• **Data for this task**:
▬▬▬▬▬▬
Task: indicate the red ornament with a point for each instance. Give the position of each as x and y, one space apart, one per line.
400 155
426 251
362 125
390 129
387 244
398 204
▬▬▬▬▬▬
• **Goal of the exercise**:
Rewrite the listing with "red ornament" replaced by "crimson bauble", keeping everything else the same.

• **Solution for this task**:
Task: indicate the crimson bauble with a point for each instance. Give the position of each as x and y, one space apart, one per line.
400 155
426 251
362 125
390 129
387 244
398 204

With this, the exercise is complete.